İnsan haklarının tarihine bakarsak zulüm ve ayrımcılık, tarım ve zenginliğin bulunmasıyla başlıyor. Zamanın bu noktasında birçok insan grubu zenginlerin daha zengin olması için zorla idare ediliyordu. Bu sistem devam etti ve endüstri çağında genişledi ve tabii bugün halihazırda her yere yayılmış durumda. Açıkçası zulüm zulümdür; tahakkümün altında acı çeken her birey, bu işkenceci sistemin kurbanıdır ve bireylerin ya da grupların acılarını karşılaştırmaya gerek yok. Böyle demekle birlikte bu süreç boyunca çocuklar hemen her zaman haklarından mahrum bırakıldılar ve bu gün bile insandan aşağı görülüyorlar. Bana inanmıyorsanız herhangi bir kıtada herhangi bir çocuğun tuvalete gitmek için izin istemek zorunda olması, kendi varlıklarını biriktirmesine izin verilmemesi ya da onu etkileyen konularda karar verememesi gibi durumlara bakabilirsiniz. Ve tabii ki çocukluk herkesin yaşamının bir parçası olduğu için bugüne kadar sürmüş olan en kapsayıcı ve en uzun tahakküm biçimi.

_Görev A_
Aşağıdaki kayıtlarda "jacket" sözcüğünü içeren satırları sayın ve yalnızca bu sayıyı yazın.

_Nokta etiketleme veri kümesinden alıntılar_
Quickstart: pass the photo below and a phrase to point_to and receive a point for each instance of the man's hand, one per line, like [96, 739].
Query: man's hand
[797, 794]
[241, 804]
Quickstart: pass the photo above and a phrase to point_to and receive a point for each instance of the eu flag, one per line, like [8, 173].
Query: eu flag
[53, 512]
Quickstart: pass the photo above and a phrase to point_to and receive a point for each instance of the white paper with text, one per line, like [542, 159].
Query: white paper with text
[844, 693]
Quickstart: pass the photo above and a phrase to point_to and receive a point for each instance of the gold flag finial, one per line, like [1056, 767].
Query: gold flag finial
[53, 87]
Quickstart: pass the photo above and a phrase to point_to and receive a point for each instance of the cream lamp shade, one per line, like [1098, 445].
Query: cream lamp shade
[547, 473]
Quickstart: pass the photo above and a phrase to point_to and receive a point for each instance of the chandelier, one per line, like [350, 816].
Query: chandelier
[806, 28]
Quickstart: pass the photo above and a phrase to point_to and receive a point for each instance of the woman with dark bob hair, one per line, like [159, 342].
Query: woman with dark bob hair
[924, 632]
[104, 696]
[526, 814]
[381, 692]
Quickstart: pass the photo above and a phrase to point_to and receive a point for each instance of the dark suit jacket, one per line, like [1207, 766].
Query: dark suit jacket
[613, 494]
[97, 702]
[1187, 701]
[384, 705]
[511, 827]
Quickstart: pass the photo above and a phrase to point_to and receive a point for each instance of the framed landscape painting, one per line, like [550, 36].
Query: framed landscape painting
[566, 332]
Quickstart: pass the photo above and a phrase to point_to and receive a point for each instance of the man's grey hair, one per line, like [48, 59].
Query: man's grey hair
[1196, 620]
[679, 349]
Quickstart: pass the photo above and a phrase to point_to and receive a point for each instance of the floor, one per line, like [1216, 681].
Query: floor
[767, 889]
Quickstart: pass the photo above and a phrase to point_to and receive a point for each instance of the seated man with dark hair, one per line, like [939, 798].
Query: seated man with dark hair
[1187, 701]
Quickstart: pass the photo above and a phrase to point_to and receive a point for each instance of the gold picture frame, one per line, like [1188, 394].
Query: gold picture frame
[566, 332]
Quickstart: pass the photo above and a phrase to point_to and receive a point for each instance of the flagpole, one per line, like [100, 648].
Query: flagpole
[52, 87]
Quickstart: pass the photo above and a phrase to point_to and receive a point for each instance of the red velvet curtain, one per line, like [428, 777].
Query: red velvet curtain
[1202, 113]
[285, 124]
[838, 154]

_Görev B_
Yukarıdaki metinde "İnsan haklarının tarihine bakarsak" ile başlayan paragrafı, temel bilgilerini koruyarak kısa bir madde listesine dönüştürün.

_Yanıt A_
2

_Yanıt B_
- Zulüm ve ayrımcılık, tarım ve zenginliğin bulunmasıyla başladı. O dönemde birçok insan grubu, zenginlerin daha zengin olması için zorla idare ediliyordu.
- Bu sistem endüstri çağında genişledi ve bugün her yere yayılmış durumda.
- Zulüm zulümdür. Tahakküm altında acı çeken her birey bu sistemin kurbanıdır, acıları karşılaştırmaya gerek yoktur.
- Çocuklar bu süreç boyunca hemen her zaman haklarından mahrum bırakıldı ve bugün bile insandan aşağı görülüyor.
- Örnekler: tuvalete gitmek için izin istemek zorunda olmaları, kendi varlıklarını biriktirmelerine izin verilmemesi, kendilerini etkileyen konularda karar verememeleri.
- Çocukluk herkesin yaşamının bir parçası olduğu için bu, bugüne kadar sürmüş en kapsayıcı ve en uzun tahakküm biçimidir.